Give back only the line containing "The component shall mark a point on the chin" and every line after it through the end of the data below, transcribed exactly.

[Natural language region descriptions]

Segment Open

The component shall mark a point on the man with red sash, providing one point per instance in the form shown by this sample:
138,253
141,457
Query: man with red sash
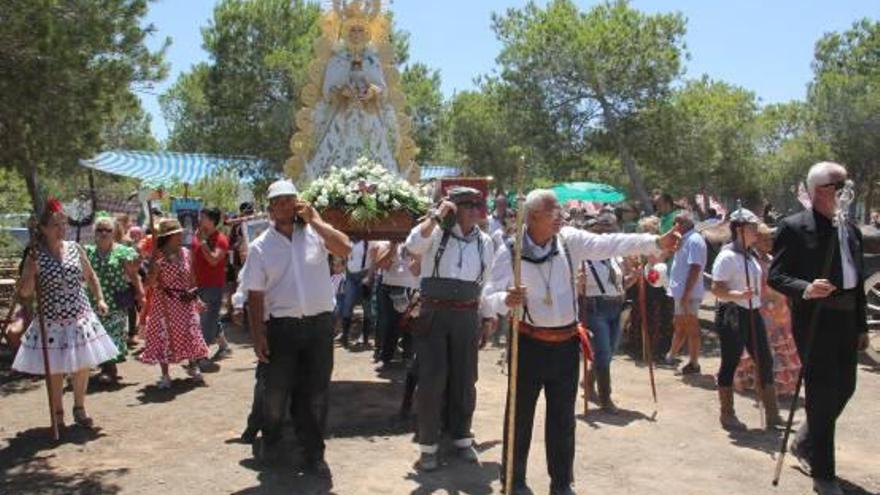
550,339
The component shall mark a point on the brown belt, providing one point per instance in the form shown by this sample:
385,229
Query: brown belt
549,335
433,303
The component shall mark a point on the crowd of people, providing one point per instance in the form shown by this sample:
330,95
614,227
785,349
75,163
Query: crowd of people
431,301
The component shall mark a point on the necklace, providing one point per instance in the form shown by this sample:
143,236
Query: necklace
548,296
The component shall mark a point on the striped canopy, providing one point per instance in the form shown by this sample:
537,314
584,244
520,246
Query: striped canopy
162,166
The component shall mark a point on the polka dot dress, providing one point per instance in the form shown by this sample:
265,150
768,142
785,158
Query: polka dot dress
173,333
75,337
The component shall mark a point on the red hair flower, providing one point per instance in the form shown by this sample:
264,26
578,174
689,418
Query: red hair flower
54,206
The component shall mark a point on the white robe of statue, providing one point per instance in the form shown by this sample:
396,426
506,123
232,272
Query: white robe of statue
348,127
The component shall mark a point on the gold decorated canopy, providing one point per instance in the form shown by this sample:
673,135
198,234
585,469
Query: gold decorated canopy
335,23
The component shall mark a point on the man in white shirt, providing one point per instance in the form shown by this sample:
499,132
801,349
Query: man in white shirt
400,271
456,258
356,289
551,338
290,301
686,289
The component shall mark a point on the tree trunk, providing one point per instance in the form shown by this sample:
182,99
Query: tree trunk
33,185
626,158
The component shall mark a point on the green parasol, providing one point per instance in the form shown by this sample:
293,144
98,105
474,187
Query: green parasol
588,191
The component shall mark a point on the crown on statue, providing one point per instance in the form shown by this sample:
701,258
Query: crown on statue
357,12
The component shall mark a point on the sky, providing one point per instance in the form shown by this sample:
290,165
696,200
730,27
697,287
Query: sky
765,46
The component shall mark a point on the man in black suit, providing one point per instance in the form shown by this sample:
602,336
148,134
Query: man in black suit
803,271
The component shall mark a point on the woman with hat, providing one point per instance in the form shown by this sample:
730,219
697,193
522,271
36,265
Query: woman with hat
116,266
173,333
75,339
736,282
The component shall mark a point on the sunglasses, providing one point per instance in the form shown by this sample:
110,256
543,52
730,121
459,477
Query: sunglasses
837,185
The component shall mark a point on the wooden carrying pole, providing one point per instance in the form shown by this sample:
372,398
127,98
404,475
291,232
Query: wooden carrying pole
41,323
647,343
514,329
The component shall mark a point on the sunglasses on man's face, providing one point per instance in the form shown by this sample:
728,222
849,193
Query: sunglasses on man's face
471,204
837,185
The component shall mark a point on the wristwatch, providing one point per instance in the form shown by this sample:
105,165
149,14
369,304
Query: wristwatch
436,216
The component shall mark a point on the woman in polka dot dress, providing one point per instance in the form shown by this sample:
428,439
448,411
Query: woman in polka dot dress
75,339
172,332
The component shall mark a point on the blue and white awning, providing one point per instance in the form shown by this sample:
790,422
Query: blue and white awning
163,166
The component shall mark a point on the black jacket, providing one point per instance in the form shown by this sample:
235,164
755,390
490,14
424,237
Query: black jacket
799,254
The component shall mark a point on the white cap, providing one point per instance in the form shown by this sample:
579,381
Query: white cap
282,188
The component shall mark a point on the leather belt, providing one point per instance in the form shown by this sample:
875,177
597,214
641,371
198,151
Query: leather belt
842,301
434,303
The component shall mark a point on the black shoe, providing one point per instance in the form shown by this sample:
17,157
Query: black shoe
267,454
249,435
562,490
802,456
320,468
690,369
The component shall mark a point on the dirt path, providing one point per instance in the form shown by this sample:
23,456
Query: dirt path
183,441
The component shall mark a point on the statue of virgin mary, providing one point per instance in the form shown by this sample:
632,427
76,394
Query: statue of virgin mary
358,111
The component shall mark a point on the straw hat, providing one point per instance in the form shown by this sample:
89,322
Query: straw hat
168,226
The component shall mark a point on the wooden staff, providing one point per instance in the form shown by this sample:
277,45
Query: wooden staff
514,328
647,344
753,331
148,297
41,325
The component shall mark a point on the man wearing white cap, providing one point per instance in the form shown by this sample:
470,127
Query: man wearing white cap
287,280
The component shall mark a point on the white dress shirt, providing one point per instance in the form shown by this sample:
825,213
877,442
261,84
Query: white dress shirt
555,274
459,261
399,275
293,274
603,268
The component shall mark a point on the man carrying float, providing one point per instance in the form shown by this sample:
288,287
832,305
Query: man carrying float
548,355
456,259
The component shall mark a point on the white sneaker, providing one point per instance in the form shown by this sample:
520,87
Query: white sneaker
195,373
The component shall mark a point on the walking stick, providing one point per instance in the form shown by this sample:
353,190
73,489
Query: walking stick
844,200
41,323
148,297
647,343
753,331
514,329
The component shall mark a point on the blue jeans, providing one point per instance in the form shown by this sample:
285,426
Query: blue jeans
210,318
352,293
603,320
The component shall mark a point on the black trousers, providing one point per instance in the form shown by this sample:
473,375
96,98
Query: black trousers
447,343
734,330
830,381
301,358
555,369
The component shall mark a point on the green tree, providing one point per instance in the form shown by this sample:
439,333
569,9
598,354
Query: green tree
67,70
701,138
845,96
589,70
424,104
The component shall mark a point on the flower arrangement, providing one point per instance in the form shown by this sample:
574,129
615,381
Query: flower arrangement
366,192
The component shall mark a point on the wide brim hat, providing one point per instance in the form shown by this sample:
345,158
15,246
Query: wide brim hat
168,226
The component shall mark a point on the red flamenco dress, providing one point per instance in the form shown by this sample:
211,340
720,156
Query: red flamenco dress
173,333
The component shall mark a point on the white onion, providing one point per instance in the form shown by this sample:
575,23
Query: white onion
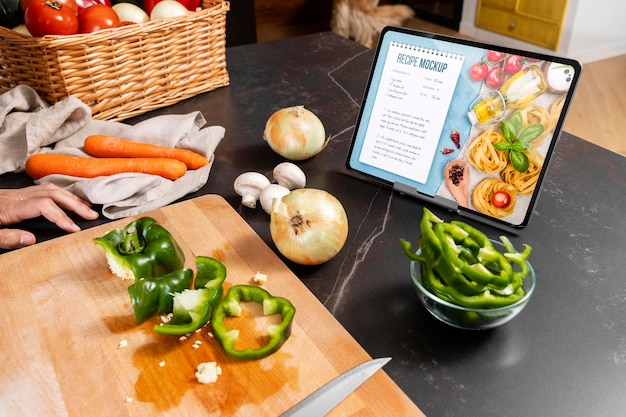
308,226
295,133
168,8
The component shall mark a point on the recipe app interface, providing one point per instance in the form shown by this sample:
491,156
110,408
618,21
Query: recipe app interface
460,121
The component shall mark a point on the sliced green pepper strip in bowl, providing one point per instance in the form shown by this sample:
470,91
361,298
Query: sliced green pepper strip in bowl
460,264
230,306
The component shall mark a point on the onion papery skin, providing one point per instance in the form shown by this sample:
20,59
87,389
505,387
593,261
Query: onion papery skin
295,133
308,226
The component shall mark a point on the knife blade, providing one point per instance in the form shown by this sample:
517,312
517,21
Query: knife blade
324,399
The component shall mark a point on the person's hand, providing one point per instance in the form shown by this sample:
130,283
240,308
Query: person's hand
45,200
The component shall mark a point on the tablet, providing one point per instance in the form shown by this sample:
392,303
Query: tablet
462,124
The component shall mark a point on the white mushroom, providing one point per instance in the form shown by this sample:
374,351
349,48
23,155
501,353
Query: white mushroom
289,175
270,193
249,186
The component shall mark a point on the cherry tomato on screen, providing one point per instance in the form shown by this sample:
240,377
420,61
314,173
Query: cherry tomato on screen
501,199
479,71
495,56
495,77
51,17
97,17
513,64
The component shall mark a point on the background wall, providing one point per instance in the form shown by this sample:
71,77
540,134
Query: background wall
593,30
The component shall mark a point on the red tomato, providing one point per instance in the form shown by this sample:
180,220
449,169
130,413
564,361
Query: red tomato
51,17
479,71
513,63
501,199
495,77
83,4
191,5
495,56
66,3
97,17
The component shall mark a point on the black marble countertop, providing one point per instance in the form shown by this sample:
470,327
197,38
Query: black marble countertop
564,355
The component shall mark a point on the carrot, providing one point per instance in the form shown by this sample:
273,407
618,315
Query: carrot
110,147
40,165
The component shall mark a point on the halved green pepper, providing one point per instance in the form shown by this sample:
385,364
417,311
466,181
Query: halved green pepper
153,296
230,306
143,249
192,308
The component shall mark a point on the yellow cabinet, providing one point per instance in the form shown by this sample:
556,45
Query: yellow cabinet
535,21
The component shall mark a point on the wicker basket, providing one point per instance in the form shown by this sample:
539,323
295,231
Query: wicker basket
125,71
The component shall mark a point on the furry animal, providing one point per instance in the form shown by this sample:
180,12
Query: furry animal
361,20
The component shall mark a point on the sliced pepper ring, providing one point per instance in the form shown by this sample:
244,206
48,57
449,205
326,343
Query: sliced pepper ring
230,306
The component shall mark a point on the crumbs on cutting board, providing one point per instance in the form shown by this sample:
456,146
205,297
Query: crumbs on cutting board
208,372
259,278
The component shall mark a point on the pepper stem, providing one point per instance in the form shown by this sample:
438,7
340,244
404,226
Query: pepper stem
132,242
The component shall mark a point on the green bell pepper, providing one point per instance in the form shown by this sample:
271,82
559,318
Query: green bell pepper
461,265
154,296
143,249
192,308
230,306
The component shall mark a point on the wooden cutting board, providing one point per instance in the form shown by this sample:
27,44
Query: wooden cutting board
64,315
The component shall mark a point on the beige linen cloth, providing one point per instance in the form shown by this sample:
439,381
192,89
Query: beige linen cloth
28,125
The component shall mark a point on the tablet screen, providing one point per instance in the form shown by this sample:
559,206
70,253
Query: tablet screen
462,121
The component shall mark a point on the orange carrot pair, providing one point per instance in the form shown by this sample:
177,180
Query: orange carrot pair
110,147
40,165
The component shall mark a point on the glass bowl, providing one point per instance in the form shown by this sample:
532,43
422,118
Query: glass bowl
470,318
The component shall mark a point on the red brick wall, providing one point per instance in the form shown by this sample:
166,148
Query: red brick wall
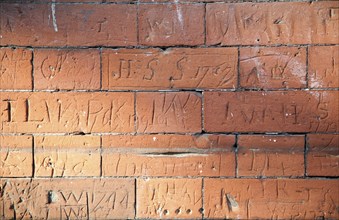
169,109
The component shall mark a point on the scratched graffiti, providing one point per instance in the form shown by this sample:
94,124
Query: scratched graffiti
67,199
245,199
61,112
175,68
168,198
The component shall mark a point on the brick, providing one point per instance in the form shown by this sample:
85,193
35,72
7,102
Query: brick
273,67
169,198
150,69
270,155
15,68
168,112
59,156
66,112
174,24
323,155
179,155
66,69
323,67
67,198
272,23
291,111
162,142
169,164
271,198
68,25
16,156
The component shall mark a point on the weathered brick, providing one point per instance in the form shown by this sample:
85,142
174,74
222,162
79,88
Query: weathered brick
16,156
173,68
272,23
270,155
273,67
67,156
67,198
168,112
15,68
167,164
323,155
169,198
292,111
271,198
162,142
67,112
68,25
323,67
171,24
66,69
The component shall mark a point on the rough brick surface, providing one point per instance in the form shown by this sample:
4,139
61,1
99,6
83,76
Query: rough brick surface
173,164
168,198
67,112
67,198
16,156
168,112
15,68
275,67
172,142
266,199
174,68
67,156
67,69
324,67
272,23
270,155
169,109
71,25
174,24
323,155
293,111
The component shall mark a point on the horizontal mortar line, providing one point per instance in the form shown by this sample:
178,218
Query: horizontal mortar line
150,3
165,151
172,90
174,177
162,133
164,48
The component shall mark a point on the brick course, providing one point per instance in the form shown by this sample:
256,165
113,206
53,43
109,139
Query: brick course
169,109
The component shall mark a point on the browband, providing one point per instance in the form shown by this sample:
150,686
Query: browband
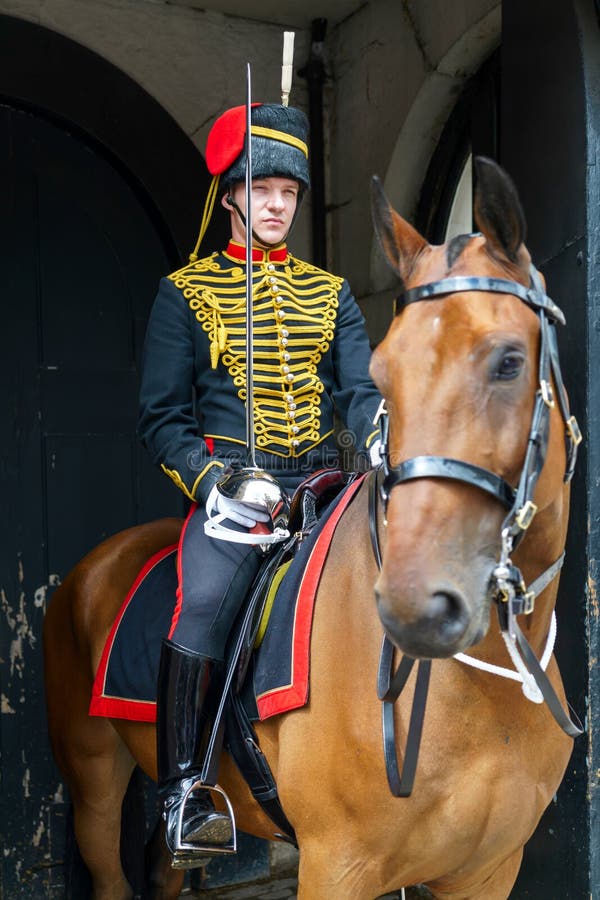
260,131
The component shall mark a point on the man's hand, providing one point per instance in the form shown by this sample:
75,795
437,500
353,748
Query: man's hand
244,514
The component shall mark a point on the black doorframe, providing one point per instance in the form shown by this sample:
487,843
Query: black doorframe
109,113
116,114
472,127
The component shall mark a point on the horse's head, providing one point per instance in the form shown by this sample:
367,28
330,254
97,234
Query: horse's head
459,372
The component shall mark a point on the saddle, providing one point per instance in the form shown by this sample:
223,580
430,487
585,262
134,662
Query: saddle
311,498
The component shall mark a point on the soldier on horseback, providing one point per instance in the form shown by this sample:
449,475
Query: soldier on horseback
310,356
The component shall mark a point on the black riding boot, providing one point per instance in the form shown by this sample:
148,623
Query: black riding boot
185,715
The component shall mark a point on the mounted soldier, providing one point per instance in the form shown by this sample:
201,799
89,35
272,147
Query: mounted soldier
308,355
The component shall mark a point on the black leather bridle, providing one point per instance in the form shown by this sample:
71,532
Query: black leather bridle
507,586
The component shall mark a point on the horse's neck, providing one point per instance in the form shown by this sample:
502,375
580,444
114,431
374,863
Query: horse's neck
540,548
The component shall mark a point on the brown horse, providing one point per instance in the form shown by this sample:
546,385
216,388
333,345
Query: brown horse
459,374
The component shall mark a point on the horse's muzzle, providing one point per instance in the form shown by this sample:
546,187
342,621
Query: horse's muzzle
441,626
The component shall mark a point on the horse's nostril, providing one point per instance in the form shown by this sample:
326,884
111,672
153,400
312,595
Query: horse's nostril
446,613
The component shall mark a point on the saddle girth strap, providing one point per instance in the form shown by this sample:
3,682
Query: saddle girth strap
390,685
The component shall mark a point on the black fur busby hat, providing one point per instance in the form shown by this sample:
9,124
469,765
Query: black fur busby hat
279,149
279,144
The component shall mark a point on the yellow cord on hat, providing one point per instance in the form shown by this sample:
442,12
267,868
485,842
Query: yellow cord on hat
206,215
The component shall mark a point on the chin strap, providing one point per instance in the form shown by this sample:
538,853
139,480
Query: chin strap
213,527
257,237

Segment Closed

**ANSWER AREA**
The component shall mark a point on the chin strap, providing one point per instance in the form shown by this sample:
538,853
139,480
Query: chin strap
213,527
257,237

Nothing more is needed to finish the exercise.